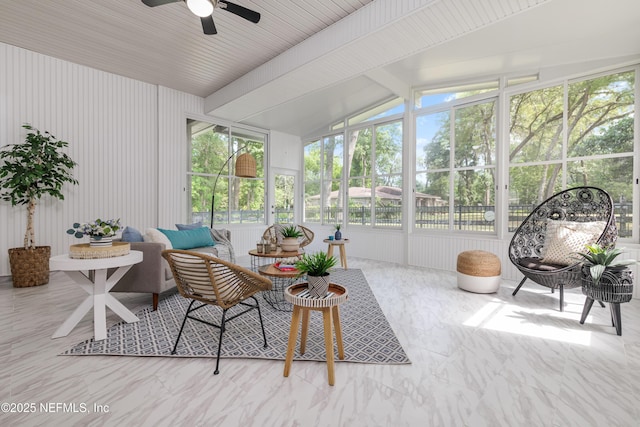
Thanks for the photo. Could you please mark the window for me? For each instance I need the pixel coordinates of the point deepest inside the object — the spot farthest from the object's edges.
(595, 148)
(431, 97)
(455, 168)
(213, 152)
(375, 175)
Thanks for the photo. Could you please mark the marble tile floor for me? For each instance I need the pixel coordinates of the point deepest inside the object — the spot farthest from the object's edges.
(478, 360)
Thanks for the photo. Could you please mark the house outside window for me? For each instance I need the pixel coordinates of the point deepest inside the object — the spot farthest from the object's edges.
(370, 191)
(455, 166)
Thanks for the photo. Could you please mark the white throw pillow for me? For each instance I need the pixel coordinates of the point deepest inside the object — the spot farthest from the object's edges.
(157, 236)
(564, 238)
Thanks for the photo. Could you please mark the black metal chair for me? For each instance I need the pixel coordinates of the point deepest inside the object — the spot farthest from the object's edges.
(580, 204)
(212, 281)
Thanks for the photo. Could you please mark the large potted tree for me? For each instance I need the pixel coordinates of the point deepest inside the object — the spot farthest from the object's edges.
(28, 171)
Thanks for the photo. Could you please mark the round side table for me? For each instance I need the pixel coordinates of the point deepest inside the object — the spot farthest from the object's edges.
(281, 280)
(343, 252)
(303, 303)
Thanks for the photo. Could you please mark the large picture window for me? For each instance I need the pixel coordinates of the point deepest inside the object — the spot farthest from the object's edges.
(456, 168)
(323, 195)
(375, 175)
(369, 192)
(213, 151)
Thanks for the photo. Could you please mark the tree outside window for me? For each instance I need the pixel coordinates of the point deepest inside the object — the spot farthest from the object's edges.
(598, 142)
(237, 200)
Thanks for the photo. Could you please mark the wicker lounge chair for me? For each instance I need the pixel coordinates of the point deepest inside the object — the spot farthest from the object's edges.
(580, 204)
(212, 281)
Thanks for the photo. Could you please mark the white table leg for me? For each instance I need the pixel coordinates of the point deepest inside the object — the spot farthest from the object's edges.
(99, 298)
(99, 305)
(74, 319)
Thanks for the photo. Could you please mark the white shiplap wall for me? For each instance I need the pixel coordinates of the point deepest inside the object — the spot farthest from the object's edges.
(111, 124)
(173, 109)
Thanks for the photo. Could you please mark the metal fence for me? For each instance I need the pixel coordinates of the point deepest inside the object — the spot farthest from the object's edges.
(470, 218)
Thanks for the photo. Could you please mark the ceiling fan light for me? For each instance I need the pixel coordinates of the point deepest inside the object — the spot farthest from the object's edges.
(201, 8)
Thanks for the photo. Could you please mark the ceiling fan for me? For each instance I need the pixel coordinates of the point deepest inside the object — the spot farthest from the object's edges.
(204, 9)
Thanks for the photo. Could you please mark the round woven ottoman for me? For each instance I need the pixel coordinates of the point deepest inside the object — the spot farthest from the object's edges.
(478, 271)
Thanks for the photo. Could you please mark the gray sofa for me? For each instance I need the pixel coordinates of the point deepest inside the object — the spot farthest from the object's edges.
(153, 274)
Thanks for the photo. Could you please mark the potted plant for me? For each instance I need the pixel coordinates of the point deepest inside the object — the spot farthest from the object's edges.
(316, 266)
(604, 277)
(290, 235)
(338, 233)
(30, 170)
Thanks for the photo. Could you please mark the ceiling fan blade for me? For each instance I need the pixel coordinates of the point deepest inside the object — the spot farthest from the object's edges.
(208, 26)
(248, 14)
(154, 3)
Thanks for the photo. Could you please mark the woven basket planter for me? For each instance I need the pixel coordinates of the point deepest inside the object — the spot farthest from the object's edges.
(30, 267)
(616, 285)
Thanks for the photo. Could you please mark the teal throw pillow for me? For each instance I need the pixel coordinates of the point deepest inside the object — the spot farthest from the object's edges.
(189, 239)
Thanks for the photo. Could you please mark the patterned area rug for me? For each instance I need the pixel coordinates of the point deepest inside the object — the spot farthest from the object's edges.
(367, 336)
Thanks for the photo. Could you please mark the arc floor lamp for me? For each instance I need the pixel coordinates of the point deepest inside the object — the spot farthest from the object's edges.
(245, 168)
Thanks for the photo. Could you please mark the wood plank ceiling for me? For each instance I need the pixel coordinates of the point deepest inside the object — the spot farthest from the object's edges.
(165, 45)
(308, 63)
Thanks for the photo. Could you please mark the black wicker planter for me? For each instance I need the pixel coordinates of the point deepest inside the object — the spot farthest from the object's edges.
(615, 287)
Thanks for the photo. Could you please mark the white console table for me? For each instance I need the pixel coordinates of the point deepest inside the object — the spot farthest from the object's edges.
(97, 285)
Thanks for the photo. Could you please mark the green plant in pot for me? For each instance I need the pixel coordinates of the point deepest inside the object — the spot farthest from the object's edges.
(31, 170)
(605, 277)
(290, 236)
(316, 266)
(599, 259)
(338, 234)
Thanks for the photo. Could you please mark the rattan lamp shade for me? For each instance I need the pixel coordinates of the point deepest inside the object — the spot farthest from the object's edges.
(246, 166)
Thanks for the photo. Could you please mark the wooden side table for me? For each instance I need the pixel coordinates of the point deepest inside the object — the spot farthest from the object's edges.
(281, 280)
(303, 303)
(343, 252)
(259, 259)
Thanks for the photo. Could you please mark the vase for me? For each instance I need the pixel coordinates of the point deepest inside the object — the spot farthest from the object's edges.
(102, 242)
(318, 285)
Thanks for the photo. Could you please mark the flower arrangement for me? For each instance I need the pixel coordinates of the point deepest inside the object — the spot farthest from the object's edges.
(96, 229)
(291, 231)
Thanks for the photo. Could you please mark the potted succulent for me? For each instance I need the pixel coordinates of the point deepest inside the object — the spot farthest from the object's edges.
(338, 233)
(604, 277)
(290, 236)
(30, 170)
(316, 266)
::::
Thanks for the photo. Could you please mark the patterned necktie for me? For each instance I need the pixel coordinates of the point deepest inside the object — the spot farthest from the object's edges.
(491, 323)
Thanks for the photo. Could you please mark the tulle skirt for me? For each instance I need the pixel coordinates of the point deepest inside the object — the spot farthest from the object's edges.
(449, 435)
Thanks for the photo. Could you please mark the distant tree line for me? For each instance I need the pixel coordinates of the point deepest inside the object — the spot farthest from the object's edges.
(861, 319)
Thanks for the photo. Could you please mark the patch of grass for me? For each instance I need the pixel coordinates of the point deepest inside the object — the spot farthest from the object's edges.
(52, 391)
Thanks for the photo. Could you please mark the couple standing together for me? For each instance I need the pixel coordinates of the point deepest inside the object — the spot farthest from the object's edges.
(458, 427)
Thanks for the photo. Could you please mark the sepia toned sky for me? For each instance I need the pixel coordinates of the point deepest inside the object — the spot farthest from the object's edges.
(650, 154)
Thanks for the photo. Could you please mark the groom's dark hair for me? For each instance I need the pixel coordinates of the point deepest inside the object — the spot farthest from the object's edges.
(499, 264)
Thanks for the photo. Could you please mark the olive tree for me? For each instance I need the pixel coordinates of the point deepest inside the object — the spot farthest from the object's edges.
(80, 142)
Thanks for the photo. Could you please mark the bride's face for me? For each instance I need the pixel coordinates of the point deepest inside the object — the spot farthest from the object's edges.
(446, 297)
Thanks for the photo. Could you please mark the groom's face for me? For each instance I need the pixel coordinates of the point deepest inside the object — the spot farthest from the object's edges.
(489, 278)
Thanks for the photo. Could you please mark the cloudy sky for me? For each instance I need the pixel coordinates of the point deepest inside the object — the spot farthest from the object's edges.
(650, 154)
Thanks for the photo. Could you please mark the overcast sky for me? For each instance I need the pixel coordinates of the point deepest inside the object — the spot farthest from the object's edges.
::::
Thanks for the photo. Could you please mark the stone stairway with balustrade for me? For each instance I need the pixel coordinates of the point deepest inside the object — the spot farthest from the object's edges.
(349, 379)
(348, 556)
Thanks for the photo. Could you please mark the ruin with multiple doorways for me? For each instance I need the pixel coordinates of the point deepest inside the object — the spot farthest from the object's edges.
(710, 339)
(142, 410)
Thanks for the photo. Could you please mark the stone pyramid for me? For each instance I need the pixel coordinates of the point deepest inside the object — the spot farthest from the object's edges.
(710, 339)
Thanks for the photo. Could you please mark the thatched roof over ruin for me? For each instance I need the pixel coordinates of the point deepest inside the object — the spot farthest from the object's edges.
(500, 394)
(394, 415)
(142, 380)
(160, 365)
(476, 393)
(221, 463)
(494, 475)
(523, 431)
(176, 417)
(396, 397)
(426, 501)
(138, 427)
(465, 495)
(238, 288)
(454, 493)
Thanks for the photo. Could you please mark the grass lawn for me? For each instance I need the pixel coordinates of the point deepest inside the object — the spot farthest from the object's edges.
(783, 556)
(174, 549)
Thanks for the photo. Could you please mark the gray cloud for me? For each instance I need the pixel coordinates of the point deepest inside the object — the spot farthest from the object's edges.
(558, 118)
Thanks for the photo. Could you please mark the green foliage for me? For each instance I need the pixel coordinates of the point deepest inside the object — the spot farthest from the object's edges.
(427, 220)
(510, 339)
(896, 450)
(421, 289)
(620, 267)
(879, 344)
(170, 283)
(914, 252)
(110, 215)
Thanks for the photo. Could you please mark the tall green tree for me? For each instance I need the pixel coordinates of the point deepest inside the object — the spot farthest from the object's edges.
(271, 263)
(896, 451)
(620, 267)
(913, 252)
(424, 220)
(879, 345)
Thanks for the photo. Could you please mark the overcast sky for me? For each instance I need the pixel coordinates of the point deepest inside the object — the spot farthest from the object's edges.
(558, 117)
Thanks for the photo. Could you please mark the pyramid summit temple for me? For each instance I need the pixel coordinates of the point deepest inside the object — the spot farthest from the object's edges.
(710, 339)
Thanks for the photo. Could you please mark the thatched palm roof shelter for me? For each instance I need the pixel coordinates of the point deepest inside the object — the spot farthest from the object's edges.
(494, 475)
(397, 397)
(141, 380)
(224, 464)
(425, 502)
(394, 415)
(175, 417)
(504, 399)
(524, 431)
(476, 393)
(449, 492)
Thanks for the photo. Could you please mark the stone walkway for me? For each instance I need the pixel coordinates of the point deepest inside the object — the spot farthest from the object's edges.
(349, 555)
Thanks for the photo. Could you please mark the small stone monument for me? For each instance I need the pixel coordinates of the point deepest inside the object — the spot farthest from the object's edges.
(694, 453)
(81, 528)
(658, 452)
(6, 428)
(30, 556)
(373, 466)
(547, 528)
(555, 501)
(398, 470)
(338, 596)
::::
GIVEN TASK.
Count the lines in the records above that contain the word "tile", with case counting. Give only the number.

RESPONSE.
1